_Excerpt:_
-- -- --
= Tensin =

Tensin was first identified as a 220 kDa multi-domain protein localized to the specialized regions of plasma membrane called integrin-mediated focal adhesions (which are formed around a transmembrane core of an αβ integrin heterodimer). Genome sequencing and comparison have revealed the existence of four tensin genes in humans. These genes appear to be related by ancient instances of gene duplication.

Tensin binds to actin filaments and contains a phosphotyrosine-binding (PTB) domain at the C-terminus, which interacts with the cytoplasmic tail of β integrins. These interactions allow tensin to link actin filaments to integrin receptors. Several factors induce tyrosine phosphorylation of tensin. Thus, tensin functions as a platform for assembly and disassembly of signaling complexes at focal adhesions by recruiting tyrosine-phosphorylated signaling molecules, and also by providing interaction sites for other proteins. Haynie, by contrast, argues in a review of tensin structure and function that experimental evidence for the specific association of tensin with actin filaments is inconclusive at best. Recent work has also demonstrated TNS3 and TNS4 to exhibit force-dependent recruitment to keratin network in epithelial cells, highlighting its novel role in mechanotransduction. It is beyond reasonable doubt, however, that tensin 1, tensin 2 and tensin 3 each contains a protein tyrosine phosphatase (PTP) domain near the N-terminus. The PTP domain is unlikely to be active in tensin 1, owing to mutation of the essential nucleophilic cysteine in the signature motif to asparagine. Nevertheless, phosphatidylinositol-3,4,5-trisphosphate 3-phosphatase, the well-studied tumor suppressor that is better known as PTEN, gets its name from homology with PTPs and tensin 1. More detailed structure comparisons have revealed that tensins 1-3, PTEN, auxilin and other proteins in animals, plants and fungi comprise a PTP-C2 superdomain. An integrated PTP domain and C2 domain, the PTP-C2 superdomain came into existence over 1 billion years ago and has functioned as a single heritable unit since then.
-- -- --
_Record extracts:_

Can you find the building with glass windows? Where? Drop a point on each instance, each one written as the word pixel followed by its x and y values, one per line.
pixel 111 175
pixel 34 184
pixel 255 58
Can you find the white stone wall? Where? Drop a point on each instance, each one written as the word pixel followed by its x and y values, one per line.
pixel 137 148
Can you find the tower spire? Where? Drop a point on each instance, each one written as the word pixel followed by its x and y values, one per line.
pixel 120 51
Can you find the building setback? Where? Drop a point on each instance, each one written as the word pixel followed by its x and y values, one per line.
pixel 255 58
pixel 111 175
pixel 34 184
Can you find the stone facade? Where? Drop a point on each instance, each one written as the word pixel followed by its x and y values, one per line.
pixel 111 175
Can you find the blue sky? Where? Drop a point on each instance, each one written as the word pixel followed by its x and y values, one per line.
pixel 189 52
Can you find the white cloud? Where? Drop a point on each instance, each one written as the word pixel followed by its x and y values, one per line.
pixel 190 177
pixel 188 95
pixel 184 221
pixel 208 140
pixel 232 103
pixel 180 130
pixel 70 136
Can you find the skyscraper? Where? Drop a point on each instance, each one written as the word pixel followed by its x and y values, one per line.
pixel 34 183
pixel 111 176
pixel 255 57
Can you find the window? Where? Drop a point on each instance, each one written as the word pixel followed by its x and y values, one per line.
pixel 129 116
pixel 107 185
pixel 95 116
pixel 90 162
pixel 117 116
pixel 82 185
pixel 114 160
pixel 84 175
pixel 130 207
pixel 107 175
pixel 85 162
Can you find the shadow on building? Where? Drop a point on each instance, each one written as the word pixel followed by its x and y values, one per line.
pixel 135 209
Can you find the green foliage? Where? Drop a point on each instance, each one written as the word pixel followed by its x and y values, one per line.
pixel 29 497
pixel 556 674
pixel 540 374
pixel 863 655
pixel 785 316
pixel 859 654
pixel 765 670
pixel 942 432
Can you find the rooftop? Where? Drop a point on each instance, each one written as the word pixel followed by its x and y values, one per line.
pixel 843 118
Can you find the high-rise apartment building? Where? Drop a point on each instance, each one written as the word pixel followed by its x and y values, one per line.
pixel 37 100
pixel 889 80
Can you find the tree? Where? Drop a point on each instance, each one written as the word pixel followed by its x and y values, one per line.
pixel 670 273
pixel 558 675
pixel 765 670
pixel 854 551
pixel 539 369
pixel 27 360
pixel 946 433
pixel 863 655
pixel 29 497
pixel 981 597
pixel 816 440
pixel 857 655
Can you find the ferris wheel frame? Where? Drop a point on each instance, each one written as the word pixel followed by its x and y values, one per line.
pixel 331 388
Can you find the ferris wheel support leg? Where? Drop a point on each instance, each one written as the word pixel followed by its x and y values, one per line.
-- -- --
_Directions:_
A: Decide whether each statement agrees with the text on tensin, answering yes or no and quoting the words of the text that decide it: (i) Humans have three tensin genes. (ii) The PTB domain of tensin lies at the C-terminus and interacts with the cytoplasmic tail of β integrins. (iii) In tensin 1, the essential nucleophilic cysteine in the signature motif is mutated to asparagine.
B: Carry the text on tensin forward from its last sentence with a few sentences in the same style.

_Per-task answers:_
A:
(i) No: "Genome sequencing and comparison have revealed the existence of four tensin genes in humans."
(ii) Yes: "contains a phosphotyrosine-binding (PTB) domain at the C-terminus, which interacts with the cytoplasmic tail of β integrins"
(iii) Yes: "owing to mutation of the essential nucleophilic cysteine in the signature motif to asparagine"

B:
The first tensin cDNA sequence was isolated from chicken. Analysis of knockout mice has demonstrated critical roles of tensin in renal function, muscle regeneration, and cell migration. Evidence is now emerging to suggest tensin is an important component linking the ECM, the actin cytoskeleton, and signal transduction. Therefore, tensin and its downstream signaling molecules may be targets for therapeutic interventions in renal disease, wound healing and cancer.